DIRECTIONS
Reproduce everything from "The piece reported" down to "insurance. Probably not." in the healthcare text, word for word.

Start of DOCUMENT EXCERPT

As one doomed healthcare plan dies, another begins.
Thursday, September 28, 2006
Following the death-by-veto of state Sen. Sheila Kuehl’s universal healthcare bill last week, the lead sentence of a story in Tuesday’s New York Times seemed almost pathetic: “A federal advisory panel said Monday that Congress should take immediate steps to guarantee that all Americans have access to affordable healthcare by 2012.”
The piece reported on the findings of the Citizens’ Healthcare Working Group, which was created in 2003. “It should be public policy, written in law,” the bipartisan panel decreed, “that all Americans have affordable access to healthcare.”
Maybe this report will give some hope to the 45 million uninsured Americans, or to the lucky families who spend, on average, close to $1,000 per month on health insurance. Probably not.
The healthcare crisis has become so acute it is inflicting grave damage to the economy.

End of DOCUMENT EXCERPT
Start of STORED DATA

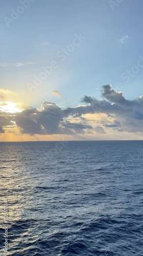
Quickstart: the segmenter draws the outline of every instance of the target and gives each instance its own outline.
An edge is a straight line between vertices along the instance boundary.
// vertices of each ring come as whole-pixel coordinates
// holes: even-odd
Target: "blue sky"
[[[74,34],[81,33],[86,39],[55,71],[59,82],[58,78],[55,79],[53,90],[60,91],[72,106],[84,95],[100,97],[96,88],[106,84],[113,87],[118,81],[128,98],[141,94],[143,70],[129,83],[121,78],[123,72],[136,64],[138,55],[143,56],[141,0],[124,0],[113,11],[106,0],[37,0],[9,28],[4,17],[10,17],[11,9],[16,10],[21,4],[19,1],[7,0],[1,5],[1,62],[36,62],[20,68],[1,68],[3,87],[26,90],[26,80],[54,59],[57,51],[72,42]],[[126,35],[128,39],[121,44],[119,40]],[[36,104],[44,99],[46,92],[49,94],[48,87],[44,81],[38,88]],[[43,88],[44,95],[40,94]],[[56,100],[65,104],[62,99]]]
[[[14,20],[22,3],[30,6]],[[16,93],[24,106],[39,108],[45,100],[62,109],[84,104],[84,95],[102,99],[106,84],[128,100],[142,95],[142,0],[2,2],[1,88]],[[80,34],[85,39],[62,61],[58,53]],[[53,61],[57,67],[31,93],[34,76]]]

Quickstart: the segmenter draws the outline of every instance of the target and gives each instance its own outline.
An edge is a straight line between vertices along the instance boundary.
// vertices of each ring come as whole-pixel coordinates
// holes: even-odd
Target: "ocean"
[[[1,142],[0,255],[142,256],[142,155],[141,141]]]

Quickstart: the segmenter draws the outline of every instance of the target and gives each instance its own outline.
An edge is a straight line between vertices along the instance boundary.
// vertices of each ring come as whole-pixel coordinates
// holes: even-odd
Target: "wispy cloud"
[[[10,63],[10,62],[1,62],[0,63],[0,67],[21,67],[22,66],[28,66],[32,64],[35,64],[36,62],[33,61],[29,61],[27,62],[15,62],[15,63]]]
[[[52,91],[52,93],[57,96],[57,97],[59,97],[59,98],[62,98],[62,95],[61,94],[61,93],[60,93],[59,92],[58,92],[58,91],[54,91],[54,90],[53,90]]]
[[[119,40],[119,41],[120,42],[121,42],[121,44],[124,44],[124,42],[125,42],[127,39],[128,39],[128,35],[125,35],[125,36],[123,36],[122,37],[122,38],[121,38],[120,39],[120,40]]]

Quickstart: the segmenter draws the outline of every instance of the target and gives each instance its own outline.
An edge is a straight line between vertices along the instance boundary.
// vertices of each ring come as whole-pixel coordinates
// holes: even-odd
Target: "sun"
[[[21,112],[22,109],[17,106],[16,103],[10,101],[0,101],[0,111],[15,113]]]

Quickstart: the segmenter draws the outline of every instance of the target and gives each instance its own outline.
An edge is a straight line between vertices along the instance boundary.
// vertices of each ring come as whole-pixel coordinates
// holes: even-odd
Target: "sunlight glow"
[[[14,113],[21,112],[22,109],[17,106],[16,103],[10,101],[0,101],[0,111]]]

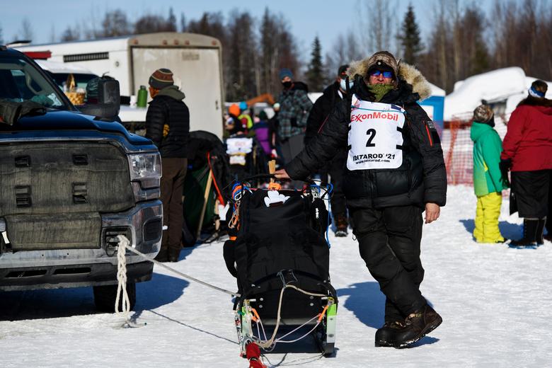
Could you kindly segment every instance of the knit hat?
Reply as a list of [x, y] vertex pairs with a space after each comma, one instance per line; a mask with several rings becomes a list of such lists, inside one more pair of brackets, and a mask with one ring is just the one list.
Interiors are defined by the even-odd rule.
[[473, 110], [473, 121], [486, 124], [493, 119], [494, 113], [488, 105], [480, 105]]
[[347, 69], [349, 69], [349, 64], [345, 64], [345, 65], [342, 65], [339, 67], [338, 69], [338, 76], [340, 78], [343, 78], [347, 76], [345, 74], [347, 74]]
[[156, 89], [163, 89], [173, 84], [173, 72], [166, 68], [156, 70], [149, 77], [149, 85]]
[[546, 91], [548, 90], [548, 85], [544, 81], [537, 79], [531, 84], [531, 88], [529, 88], [529, 96], [532, 96], [536, 98], [544, 98], [546, 95]]
[[[396, 80], [398, 74], [398, 63], [393, 54], [389, 51], [379, 51], [372, 55], [367, 63], [368, 75], [372, 70], [389, 70], [393, 71], [393, 79]], [[368, 75], [365, 76], [367, 78]]]
[[261, 110], [260, 113], [259, 113], [259, 119], [260, 119], [261, 120], [268, 120], [268, 115], [266, 115], [266, 113], [265, 113], [264, 110]]
[[240, 107], [236, 104], [233, 103], [230, 105], [229, 108], [228, 108], [228, 113], [230, 115], [238, 116], [240, 115]]
[[292, 79], [293, 79], [293, 73], [292, 73], [292, 71], [289, 70], [287, 68], [284, 68], [280, 69], [280, 73], [278, 73], [278, 76], [280, 77], [280, 80], [281, 81], [286, 76], [289, 76]]

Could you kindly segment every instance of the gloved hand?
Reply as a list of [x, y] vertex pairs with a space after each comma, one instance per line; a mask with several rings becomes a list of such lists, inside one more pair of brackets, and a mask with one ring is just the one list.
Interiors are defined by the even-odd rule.
[[502, 182], [502, 185], [505, 187], [510, 187], [508, 171], [512, 167], [512, 159], [500, 160], [500, 163], [498, 164], [498, 167], [500, 168], [500, 180]]

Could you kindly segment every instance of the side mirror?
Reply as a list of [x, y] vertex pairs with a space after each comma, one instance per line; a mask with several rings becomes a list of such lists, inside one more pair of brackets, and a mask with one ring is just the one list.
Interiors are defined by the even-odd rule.
[[[88, 89], [88, 88], [87, 88]], [[107, 78], [98, 81], [98, 103], [87, 103], [79, 108], [86, 115], [98, 117], [116, 118], [121, 105], [119, 81]]]

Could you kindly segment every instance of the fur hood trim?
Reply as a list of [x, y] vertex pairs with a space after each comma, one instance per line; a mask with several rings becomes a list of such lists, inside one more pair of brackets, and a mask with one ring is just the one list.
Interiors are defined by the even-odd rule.
[[[351, 79], [358, 74], [365, 78], [368, 73], [368, 59], [364, 59], [351, 63], [347, 74]], [[420, 95], [420, 100], [423, 100], [431, 96], [431, 86], [422, 73], [415, 67], [405, 62], [398, 64], [398, 78], [412, 86], [412, 91]], [[366, 79], [364, 79], [366, 80]]]
[[552, 108], [552, 100], [548, 98], [535, 98], [531, 96], [527, 96], [524, 100], [522, 100], [518, 106], [522, 106], [527, 105], [529, 106], [544, 106], [545, 108]]

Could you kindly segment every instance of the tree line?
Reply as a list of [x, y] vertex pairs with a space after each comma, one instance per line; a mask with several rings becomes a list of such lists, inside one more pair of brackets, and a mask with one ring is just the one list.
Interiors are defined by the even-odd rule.
[[[425, 39], [411, 4], [400, 23], [390, 18], [396, 12], [389, 1], [362, 4], [362, 18], [371, 23], [361, 22], [357, 29], [338, 36], [326, 54], [330, 70], [348, 60], [389, 50], [447, 93], [457, 81], [507, 67], [520, 67], [528, 76], [552, 80], [550, 0], [495, 0], [488, 13], [472, 0], [435, 1]], [[367, 16], [370, 9], [382, 16]], [[366, 39], [368, 43], [362, 42]]]
[[[51, 41], [96, 39], [154, 32], [190, 32], [219, 39], [223, 48], [226, 100], [243, 100], [282, 89], [278, 71], [289, 68], [311, 91], [321, 91], [335, 77], [339, 65], [388, 50], [415, 65], [447, 93], [456, 81], [498, 68], [517, 66], [527, 75], [552, 80], [552, 6], [549, 0], [495, 0], [485, 13], [473, 0], [435, 1], [432, 20], [422, 35], [414, 8], [403, 9], [387, 0], [357, 1], [355, 28], [338, 33], [323, 52], [318, 37], [310, 54], [300, 53], [290, 25], [268, 8], [255, 18], [248, 11], [205, 12], [199, 19], [144, 14], [132, 21], [115, 9], [69, 25]], [[426, 11], [427, 9], [425, 9]], [[373, 16], [374, 13], [379, 16]], [[396, 14], [402, 18], [396, 18]], [[31, 38], [23, 19], [20, 37]], [[0, 27], [0, 39], [2, 38]], [[552, 86], [551, 86], [552, 88]]]

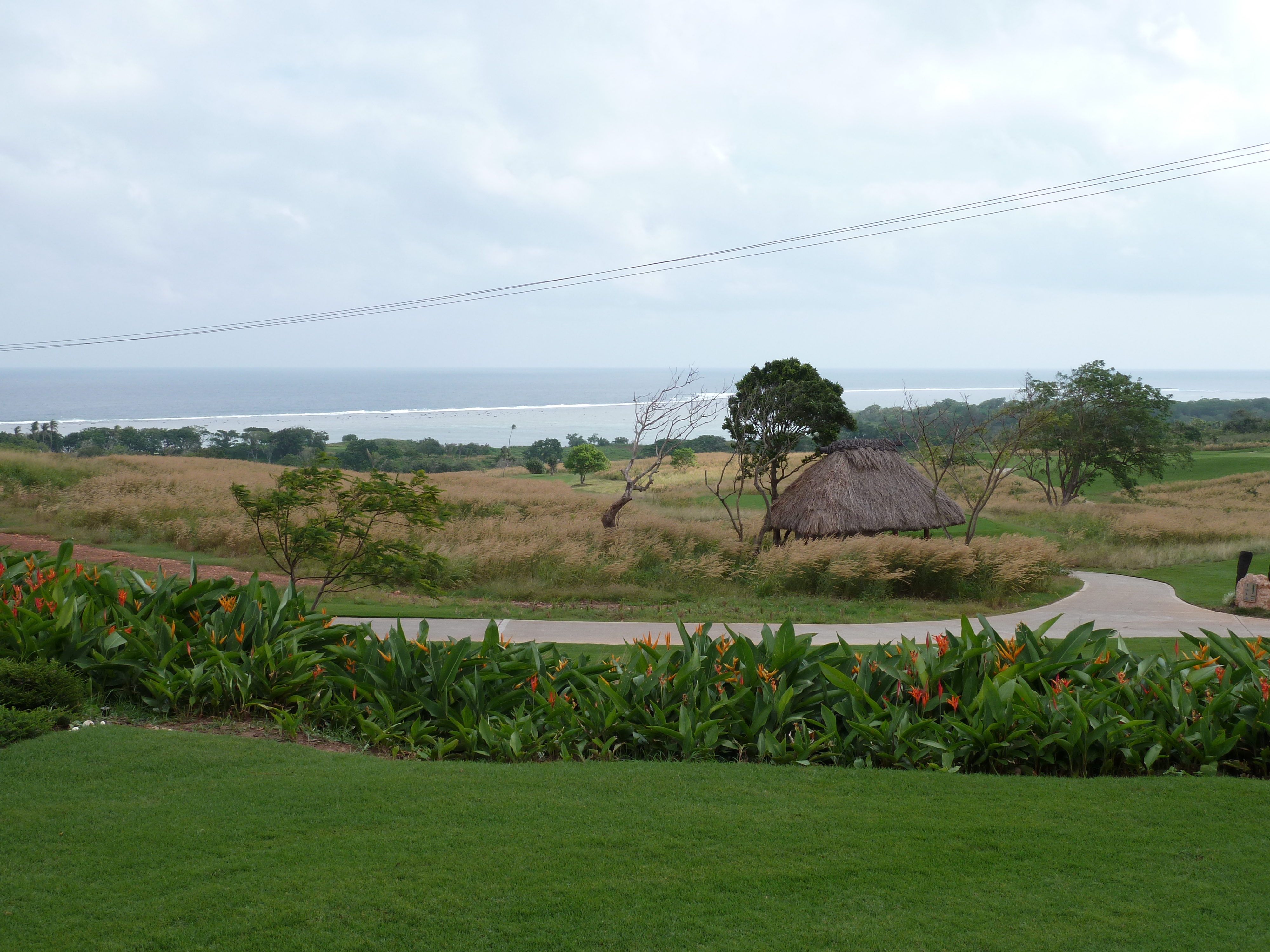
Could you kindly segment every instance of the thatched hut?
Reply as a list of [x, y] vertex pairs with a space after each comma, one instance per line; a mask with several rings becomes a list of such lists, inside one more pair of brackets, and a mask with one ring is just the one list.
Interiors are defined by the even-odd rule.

End of STORED DATA

OUTPUT OF THE EXERCISE
The piece reported on the findings of the Citizens’ Healthcare Working Group, which was created in 2003. “It should be public policy, written in law,” the bipartisan panel decreed, “that all Americans have affordable access to healthcare.”
Maybe this report will give some hope to the 45 million uninsured Americans, or to the lucky families who spend, on average, close to $1,000 per month on health insurance. Probably not.